**EXERCISE TASK:**
In the rows below, identify every line that contains the string "desktop", matching case exactly, and copy each such line in full.

[A run of rows]
=-=-=
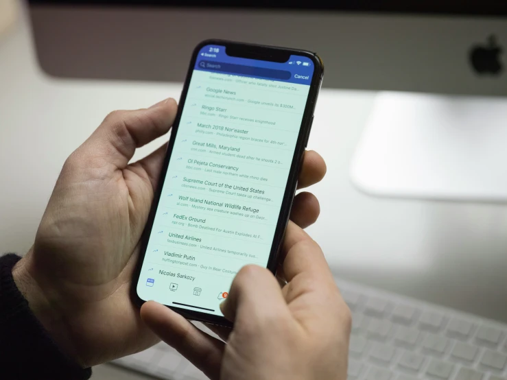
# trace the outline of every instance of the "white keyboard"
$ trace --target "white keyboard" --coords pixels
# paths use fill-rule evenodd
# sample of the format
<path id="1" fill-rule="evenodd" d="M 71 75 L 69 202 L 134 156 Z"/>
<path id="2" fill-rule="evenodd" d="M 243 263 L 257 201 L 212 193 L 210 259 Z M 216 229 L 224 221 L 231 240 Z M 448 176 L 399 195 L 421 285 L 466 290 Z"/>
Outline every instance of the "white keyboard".
<path id="1" fill-rule="evenodd" d="M 338 283 L 353 313 L 349 380 L 507 380 L 507 324 Z M 113 363 L 161 379 L 207 379 L 165 344 Z"/>

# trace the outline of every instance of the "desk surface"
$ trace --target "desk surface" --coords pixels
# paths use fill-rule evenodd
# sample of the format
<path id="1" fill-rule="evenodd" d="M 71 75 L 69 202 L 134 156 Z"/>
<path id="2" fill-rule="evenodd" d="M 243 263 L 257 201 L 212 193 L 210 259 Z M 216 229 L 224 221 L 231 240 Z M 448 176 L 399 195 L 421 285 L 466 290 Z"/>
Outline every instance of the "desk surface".
<path id="1" fill-rule="evenodd" d="M 182 86 L 48 78 L 23 19 L 0 36 L 0 250 L 20 253 L 32 244 L 64 161 L 104 117 L 178 98 Z M 308 232 L 338 276 L 507 322 L 507 205 L 375 198 L 352 186 L 350 161 L 375 97 L 321 93 L 308 146 L 328 174 L 311 189 L 321 214 Z M 110 365 L 95 373 L 148 379 Z"/>

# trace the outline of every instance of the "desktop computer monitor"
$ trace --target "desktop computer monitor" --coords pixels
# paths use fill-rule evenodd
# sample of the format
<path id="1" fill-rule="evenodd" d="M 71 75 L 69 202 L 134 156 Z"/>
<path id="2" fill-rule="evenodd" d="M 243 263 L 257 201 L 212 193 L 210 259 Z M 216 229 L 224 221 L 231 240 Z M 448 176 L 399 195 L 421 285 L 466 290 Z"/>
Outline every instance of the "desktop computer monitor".
<path id="1" fill-rule="evenodd" d="M 351 167 L 359 189 L 507 199 L 505 1 L 29 3 L 38 62 L 58 77 L 181 82 L 209 38 L 316 51 L 324 88 L 380 91 Z"/>

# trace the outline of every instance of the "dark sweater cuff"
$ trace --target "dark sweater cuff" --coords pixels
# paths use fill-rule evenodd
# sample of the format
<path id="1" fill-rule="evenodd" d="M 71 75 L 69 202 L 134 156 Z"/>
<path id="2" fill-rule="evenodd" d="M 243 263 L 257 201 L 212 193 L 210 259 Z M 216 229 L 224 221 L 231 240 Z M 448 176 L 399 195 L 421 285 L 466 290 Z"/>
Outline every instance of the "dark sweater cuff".
<path id="1" fill-rule="evenodd" d="M 12 268 L 21 257 L 0 257 L 0 378 L 86 380 L 83 369 L 67 357 L 30 310 L 19 292 Z"/>

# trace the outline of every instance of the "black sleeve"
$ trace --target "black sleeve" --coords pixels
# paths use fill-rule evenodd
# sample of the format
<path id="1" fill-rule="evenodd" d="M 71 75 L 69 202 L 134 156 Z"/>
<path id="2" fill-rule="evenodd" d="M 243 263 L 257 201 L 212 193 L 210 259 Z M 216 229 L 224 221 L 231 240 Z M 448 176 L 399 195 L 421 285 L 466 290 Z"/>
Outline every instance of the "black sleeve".
<path id="1" fill-rule="evenodd" d="M 18 290 L 12 268 L 21 258 L 0 257 L 0 379 L 86 380 L 83 369 L 51 340 Z"/>

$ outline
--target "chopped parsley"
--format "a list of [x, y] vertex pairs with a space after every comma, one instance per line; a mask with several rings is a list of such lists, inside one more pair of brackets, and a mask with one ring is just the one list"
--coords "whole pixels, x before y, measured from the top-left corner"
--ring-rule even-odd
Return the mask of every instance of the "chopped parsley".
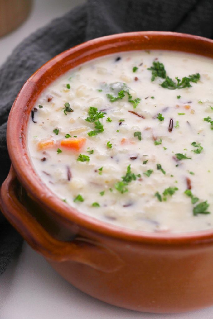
=-=-=
**CORRECT ANSWER:**
# trace the outline of every instance of the "desktop computer monitor"
$ trace --target "desktop computer monitor" --coords pixels
Outline every instance of the "desktop computer monitor".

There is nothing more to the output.